● Work to do: Rewrite only the rows below that run from the line containing "Could you please outline every instance of the shadow" down to the line containing "114), (67, 114)]]", both included, as a numbered list with blank lines left out.

┌─ Given entries

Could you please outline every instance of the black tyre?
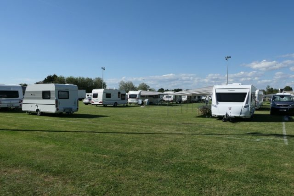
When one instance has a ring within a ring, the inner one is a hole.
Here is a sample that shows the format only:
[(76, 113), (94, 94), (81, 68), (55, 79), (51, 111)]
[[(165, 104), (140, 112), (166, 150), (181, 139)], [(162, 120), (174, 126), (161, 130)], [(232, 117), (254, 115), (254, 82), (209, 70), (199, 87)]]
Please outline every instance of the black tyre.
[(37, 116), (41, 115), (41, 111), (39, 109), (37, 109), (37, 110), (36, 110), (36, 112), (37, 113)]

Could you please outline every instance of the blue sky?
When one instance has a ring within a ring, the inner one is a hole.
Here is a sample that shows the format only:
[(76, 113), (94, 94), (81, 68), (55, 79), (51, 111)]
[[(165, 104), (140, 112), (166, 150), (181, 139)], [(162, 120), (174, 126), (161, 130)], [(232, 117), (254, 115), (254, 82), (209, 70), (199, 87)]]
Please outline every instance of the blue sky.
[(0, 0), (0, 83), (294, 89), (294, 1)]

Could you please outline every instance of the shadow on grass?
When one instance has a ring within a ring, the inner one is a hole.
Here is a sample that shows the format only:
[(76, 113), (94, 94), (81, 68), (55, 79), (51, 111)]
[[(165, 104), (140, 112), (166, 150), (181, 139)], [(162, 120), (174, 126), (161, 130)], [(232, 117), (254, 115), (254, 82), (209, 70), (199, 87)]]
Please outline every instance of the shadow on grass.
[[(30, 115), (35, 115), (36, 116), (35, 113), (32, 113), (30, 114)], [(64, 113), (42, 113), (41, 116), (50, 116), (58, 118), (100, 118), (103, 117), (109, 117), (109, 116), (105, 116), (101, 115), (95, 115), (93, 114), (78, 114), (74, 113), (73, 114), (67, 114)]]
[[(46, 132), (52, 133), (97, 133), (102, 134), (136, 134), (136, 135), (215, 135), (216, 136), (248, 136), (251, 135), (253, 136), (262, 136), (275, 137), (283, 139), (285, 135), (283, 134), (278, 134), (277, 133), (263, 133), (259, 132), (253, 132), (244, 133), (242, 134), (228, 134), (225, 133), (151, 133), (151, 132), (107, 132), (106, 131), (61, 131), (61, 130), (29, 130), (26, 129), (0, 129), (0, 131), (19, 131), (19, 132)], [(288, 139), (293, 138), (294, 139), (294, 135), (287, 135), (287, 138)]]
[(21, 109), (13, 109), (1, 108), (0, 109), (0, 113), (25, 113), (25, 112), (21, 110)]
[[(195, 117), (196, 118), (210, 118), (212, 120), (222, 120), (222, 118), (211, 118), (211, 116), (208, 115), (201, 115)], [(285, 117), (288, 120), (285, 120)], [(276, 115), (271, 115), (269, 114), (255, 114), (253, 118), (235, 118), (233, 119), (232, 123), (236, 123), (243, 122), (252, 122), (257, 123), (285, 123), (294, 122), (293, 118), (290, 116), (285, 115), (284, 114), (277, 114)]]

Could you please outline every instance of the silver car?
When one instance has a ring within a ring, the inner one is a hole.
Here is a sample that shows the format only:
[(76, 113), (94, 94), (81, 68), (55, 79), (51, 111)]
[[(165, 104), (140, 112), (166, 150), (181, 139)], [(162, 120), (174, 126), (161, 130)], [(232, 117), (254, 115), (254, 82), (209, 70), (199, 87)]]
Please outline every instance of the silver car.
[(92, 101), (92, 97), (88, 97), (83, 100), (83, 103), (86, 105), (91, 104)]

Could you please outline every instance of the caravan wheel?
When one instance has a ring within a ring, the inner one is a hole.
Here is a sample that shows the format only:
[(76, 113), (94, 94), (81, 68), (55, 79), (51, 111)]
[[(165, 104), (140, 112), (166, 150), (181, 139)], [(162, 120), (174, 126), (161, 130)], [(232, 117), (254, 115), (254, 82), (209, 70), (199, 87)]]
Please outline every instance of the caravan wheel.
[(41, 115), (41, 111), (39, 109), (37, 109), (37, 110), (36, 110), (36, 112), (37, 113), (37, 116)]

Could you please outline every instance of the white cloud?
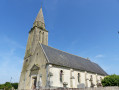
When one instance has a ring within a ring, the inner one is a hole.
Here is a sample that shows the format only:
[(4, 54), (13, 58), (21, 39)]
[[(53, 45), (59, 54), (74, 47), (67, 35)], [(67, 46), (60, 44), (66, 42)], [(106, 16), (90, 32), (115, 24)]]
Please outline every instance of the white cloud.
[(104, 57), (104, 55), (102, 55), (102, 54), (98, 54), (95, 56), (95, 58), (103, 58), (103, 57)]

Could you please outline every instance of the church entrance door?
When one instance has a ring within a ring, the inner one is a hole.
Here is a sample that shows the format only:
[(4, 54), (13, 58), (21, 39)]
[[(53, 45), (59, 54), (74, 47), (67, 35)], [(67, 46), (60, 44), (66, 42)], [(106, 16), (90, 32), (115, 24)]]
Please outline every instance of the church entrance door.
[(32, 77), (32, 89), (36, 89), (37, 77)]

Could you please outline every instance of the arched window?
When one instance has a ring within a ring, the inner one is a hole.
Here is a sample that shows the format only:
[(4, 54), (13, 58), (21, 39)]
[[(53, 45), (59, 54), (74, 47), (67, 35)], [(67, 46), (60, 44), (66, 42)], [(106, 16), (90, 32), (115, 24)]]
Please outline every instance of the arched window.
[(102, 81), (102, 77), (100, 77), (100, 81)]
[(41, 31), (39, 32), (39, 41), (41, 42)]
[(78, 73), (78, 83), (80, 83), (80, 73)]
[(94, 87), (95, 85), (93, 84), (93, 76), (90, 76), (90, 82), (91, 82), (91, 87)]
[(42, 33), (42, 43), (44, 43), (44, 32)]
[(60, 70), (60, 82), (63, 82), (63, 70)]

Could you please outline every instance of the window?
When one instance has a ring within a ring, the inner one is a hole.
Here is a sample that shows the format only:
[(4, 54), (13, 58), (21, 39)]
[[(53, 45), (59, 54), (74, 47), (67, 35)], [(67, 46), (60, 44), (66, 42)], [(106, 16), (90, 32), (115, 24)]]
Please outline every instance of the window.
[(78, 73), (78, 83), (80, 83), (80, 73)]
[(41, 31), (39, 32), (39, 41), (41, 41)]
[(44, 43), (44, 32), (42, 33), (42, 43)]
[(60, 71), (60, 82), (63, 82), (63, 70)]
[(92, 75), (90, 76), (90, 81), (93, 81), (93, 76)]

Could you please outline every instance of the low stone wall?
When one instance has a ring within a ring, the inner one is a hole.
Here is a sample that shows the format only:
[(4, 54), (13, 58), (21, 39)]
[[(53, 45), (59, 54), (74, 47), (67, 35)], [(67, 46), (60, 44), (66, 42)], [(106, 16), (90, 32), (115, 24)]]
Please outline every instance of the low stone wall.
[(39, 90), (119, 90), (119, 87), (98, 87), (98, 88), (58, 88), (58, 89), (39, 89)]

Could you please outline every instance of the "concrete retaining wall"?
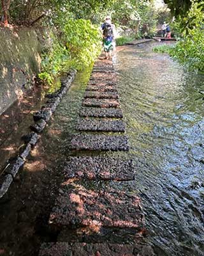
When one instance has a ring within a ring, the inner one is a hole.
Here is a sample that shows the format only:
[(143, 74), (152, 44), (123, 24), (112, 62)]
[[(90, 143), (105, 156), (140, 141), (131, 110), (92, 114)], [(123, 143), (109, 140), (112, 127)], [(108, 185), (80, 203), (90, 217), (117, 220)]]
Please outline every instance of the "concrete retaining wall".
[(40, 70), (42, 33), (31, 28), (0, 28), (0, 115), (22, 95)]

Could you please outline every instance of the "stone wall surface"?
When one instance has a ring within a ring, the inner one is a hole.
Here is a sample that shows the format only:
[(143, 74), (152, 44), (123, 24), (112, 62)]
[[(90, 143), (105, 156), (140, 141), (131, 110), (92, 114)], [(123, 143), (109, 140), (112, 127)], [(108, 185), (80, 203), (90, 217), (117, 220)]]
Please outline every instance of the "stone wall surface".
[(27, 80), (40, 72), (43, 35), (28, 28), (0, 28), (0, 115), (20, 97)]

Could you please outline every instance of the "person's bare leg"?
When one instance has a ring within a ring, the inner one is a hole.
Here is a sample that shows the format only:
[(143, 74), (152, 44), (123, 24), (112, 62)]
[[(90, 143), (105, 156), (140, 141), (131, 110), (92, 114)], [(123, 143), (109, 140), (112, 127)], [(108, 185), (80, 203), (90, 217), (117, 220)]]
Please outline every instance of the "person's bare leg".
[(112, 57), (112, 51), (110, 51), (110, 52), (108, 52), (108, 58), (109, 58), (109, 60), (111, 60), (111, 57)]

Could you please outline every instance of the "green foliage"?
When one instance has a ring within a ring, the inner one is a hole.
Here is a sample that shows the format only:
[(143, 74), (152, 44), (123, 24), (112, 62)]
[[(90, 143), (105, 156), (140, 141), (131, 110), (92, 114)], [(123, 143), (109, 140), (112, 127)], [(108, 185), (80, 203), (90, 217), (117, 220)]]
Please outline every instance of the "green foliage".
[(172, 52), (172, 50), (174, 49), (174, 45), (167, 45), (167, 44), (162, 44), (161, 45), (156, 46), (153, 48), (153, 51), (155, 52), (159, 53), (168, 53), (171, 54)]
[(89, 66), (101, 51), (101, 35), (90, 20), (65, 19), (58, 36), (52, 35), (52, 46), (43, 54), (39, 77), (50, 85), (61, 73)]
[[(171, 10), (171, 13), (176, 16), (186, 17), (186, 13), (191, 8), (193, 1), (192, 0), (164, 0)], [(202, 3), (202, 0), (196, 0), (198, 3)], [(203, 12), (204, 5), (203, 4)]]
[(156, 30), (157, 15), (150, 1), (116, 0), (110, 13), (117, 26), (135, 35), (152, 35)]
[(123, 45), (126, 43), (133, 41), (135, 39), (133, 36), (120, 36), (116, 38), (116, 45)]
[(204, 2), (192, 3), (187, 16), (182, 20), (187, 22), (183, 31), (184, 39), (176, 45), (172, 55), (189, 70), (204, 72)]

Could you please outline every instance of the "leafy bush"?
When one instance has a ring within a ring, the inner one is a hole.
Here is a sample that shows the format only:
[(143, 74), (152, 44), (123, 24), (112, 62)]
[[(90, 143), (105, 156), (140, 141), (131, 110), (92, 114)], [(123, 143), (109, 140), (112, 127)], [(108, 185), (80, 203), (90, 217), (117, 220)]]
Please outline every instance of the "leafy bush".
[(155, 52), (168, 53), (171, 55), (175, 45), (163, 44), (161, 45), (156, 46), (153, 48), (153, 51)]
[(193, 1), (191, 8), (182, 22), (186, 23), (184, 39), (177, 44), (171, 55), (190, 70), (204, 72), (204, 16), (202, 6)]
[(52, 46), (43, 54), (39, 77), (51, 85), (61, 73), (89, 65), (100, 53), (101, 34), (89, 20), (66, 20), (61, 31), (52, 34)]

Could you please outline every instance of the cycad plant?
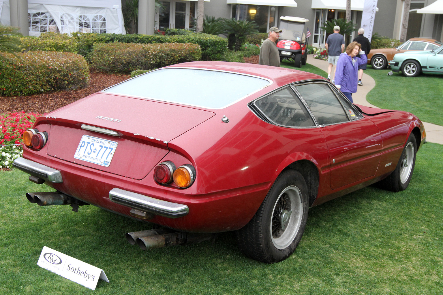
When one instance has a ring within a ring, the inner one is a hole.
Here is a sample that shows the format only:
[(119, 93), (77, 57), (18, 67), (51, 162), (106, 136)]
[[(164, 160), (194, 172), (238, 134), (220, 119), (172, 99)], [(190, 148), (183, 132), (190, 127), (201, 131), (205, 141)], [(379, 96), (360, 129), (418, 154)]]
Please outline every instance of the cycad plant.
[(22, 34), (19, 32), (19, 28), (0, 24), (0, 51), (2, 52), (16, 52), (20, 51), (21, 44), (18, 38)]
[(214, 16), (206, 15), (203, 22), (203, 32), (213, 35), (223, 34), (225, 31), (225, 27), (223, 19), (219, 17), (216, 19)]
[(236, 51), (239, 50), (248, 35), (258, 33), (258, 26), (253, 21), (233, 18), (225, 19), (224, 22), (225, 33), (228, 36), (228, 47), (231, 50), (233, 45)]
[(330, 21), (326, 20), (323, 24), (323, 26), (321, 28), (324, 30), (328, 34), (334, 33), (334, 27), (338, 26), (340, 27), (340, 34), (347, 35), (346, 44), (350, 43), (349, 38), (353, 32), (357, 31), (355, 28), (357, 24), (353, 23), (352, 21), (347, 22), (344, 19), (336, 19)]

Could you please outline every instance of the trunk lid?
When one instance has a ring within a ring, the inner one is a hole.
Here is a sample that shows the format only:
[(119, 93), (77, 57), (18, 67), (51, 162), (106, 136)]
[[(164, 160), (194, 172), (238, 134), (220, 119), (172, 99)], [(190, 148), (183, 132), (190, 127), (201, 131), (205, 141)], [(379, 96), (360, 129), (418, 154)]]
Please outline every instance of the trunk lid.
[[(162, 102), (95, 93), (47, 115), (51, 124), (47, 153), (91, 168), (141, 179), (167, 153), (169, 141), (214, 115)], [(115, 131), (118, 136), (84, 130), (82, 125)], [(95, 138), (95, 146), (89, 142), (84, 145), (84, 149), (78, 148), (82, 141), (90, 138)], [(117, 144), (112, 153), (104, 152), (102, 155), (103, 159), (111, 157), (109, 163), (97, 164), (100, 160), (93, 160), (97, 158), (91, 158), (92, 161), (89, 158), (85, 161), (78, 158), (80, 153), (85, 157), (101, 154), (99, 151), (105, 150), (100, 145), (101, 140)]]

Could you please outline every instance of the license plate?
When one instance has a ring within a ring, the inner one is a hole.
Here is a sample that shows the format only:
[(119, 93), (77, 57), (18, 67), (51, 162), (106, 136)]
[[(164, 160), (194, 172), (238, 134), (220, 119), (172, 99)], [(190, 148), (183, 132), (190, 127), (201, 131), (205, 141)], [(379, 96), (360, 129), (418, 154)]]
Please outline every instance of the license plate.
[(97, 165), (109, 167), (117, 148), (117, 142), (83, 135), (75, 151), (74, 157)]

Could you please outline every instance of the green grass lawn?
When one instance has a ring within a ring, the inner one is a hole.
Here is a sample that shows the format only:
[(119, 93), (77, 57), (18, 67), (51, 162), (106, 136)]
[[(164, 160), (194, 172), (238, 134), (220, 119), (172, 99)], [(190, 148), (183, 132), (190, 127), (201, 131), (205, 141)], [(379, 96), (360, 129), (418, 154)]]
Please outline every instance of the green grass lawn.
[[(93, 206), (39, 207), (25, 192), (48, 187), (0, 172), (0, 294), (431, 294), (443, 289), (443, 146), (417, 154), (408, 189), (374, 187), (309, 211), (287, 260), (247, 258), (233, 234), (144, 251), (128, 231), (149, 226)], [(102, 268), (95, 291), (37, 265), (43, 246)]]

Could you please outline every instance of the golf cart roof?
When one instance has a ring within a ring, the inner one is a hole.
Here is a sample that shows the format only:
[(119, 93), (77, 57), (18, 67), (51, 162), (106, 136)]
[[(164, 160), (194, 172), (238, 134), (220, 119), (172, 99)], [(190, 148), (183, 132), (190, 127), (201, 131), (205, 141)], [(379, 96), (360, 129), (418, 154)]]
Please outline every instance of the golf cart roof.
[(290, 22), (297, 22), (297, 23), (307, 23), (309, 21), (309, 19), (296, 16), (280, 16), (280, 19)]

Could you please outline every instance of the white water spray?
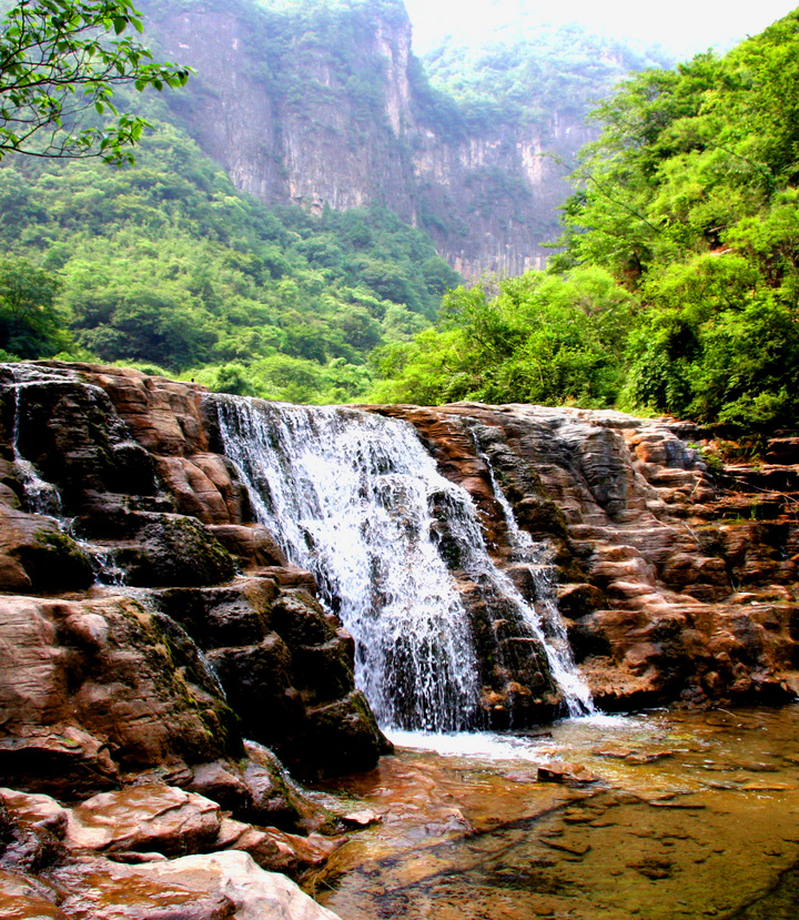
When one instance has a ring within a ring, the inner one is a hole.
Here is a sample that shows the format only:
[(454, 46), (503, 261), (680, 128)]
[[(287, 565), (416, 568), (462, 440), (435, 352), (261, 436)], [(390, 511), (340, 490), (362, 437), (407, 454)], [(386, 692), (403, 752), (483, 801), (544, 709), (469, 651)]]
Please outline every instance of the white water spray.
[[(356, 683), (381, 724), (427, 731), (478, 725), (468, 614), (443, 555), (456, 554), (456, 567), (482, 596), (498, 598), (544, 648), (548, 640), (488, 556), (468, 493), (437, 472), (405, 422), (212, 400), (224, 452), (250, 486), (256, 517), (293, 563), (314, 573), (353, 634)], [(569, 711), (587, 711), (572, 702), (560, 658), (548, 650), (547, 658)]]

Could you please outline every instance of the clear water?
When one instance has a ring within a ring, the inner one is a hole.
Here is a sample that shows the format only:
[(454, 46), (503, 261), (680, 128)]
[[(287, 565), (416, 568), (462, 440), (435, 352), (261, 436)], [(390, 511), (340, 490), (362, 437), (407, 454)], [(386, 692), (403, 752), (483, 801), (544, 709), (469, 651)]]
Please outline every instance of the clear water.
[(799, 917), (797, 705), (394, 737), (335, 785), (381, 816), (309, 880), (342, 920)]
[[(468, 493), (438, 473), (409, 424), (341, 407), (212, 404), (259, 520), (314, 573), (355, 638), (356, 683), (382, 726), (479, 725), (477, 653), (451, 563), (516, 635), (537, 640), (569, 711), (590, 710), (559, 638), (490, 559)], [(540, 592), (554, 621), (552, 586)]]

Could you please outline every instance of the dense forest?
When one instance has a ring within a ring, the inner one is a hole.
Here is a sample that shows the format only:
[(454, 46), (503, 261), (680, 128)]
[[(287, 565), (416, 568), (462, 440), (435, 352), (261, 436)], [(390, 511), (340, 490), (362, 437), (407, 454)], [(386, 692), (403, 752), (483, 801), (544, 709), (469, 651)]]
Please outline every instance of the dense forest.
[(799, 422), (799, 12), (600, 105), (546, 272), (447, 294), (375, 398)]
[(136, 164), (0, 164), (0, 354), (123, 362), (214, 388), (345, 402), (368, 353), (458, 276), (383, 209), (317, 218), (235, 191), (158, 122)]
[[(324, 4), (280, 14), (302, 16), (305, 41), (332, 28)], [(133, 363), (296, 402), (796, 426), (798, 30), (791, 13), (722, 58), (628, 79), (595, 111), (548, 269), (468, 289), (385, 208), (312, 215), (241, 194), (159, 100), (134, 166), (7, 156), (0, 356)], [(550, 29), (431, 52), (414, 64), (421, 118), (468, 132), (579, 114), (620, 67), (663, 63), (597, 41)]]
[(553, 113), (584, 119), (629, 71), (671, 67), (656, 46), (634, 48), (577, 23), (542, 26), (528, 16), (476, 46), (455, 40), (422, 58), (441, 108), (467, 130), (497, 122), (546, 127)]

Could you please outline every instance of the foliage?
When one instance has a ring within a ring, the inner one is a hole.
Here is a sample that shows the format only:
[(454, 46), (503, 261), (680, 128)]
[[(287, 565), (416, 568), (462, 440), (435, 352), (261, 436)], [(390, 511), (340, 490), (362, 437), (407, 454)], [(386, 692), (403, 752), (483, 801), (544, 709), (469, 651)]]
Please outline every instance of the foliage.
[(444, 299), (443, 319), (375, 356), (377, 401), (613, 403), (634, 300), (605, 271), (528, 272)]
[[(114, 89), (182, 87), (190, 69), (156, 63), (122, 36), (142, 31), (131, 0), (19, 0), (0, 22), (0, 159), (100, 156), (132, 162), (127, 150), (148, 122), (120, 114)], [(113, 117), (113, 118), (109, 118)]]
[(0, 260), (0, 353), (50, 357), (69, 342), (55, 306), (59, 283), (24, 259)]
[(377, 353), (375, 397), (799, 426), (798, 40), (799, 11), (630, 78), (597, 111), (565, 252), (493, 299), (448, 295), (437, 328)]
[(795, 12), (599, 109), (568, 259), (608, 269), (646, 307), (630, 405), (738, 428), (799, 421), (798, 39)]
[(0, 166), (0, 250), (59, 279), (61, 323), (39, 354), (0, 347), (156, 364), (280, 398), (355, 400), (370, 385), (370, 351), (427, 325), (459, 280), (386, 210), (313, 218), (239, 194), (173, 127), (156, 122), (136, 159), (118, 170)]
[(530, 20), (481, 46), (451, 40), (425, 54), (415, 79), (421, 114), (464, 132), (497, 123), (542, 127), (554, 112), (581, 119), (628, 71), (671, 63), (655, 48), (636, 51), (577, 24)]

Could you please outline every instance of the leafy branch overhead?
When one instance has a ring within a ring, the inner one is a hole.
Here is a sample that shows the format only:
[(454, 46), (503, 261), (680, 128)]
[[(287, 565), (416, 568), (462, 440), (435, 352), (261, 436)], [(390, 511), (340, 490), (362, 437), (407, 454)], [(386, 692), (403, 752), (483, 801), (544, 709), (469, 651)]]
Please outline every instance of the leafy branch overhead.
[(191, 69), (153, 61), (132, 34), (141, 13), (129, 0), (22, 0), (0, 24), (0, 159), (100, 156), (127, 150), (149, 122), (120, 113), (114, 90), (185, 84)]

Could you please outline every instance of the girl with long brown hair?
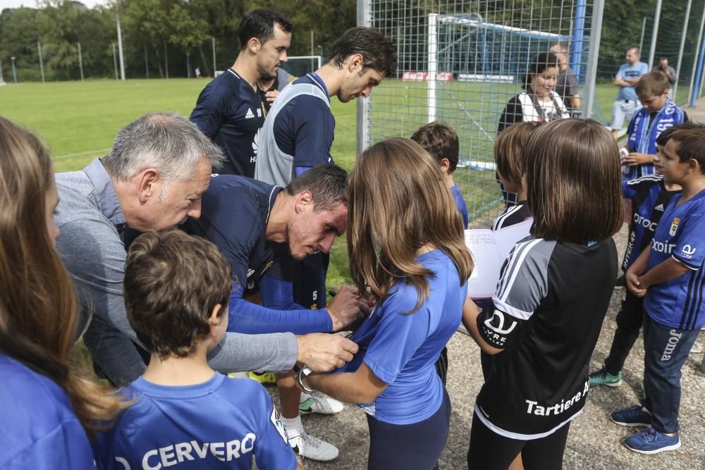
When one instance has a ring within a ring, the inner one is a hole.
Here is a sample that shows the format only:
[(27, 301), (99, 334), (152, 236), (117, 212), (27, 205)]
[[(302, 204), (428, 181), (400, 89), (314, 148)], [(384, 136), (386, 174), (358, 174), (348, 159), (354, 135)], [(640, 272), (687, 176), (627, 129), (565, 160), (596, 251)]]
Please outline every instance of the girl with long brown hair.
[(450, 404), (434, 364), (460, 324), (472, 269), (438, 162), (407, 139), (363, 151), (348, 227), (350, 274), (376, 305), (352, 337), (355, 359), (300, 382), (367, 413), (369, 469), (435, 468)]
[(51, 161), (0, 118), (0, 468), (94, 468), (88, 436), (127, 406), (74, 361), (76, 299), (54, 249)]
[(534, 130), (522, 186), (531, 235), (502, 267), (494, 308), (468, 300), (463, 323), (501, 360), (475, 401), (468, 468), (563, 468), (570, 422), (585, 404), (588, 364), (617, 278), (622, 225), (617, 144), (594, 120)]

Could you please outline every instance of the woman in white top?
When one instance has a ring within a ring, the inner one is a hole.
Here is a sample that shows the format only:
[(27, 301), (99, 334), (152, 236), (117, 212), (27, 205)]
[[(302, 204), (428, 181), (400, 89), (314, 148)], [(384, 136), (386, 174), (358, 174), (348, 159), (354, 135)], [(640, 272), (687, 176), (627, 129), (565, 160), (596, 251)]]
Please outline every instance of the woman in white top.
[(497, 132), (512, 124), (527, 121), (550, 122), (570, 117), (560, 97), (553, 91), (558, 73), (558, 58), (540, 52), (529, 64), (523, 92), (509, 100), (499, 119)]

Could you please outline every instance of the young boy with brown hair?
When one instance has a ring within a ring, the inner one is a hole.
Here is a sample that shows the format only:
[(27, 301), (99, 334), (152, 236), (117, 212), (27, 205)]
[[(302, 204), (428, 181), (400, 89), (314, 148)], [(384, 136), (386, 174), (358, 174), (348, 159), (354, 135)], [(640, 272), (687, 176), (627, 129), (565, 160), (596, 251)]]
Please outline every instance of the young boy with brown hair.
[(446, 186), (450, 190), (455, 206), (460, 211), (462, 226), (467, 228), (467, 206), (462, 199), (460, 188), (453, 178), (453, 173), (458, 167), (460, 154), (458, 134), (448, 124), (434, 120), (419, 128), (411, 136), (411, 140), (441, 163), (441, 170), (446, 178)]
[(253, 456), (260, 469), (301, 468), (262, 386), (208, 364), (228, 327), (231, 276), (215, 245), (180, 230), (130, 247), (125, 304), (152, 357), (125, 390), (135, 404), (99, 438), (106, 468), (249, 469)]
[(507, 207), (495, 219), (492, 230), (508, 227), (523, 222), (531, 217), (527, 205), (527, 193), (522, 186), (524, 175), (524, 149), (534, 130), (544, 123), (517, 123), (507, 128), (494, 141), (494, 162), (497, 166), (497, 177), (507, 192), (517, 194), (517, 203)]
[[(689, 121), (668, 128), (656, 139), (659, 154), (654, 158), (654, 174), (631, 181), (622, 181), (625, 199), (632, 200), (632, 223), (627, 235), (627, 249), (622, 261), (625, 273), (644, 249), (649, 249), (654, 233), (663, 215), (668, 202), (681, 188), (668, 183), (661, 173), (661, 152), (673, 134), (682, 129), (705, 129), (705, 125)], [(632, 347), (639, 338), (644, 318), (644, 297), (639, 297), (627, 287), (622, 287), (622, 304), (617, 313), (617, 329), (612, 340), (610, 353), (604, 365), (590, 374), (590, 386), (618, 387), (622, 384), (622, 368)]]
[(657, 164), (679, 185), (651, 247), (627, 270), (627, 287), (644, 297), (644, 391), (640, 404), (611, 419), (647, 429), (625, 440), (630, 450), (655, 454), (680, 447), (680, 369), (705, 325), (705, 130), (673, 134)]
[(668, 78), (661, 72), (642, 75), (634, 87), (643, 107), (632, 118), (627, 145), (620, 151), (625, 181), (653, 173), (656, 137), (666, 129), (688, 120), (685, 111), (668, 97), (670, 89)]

└─

● Response below:
1. Could you please outline every instance of the shadow on grass?
2. When one instance has a ring within a ring, the inner one is a hole.
3. Here is a sample that shows the format only:
4. [(76, 113), (94, 94), (81, 68), (55, 79), (51, 111)]
5. [[(165, 104), (140, 112), (166, 150), (181, 139)], [(162, 120), (174, 126), (161, 130)], [(232, 117), (254, 115), (254, 82), (209, 70), (199, 87)]]
6. Please outline every instance of the shadow on grass.
7. [[(30, 115), (35, 115), (36, 116), (35, 113), (32, 113), (30, 114)], [(64, 113), (42, 113), (41, 116), (50, 116), (58, 118), (100, 118), (103, 117), (109, 117), (109, 116), (105, 116), (101, 115), (95, 115), (93, 114), (78, 114), (74, 113), (73, 114), (67, 114)]]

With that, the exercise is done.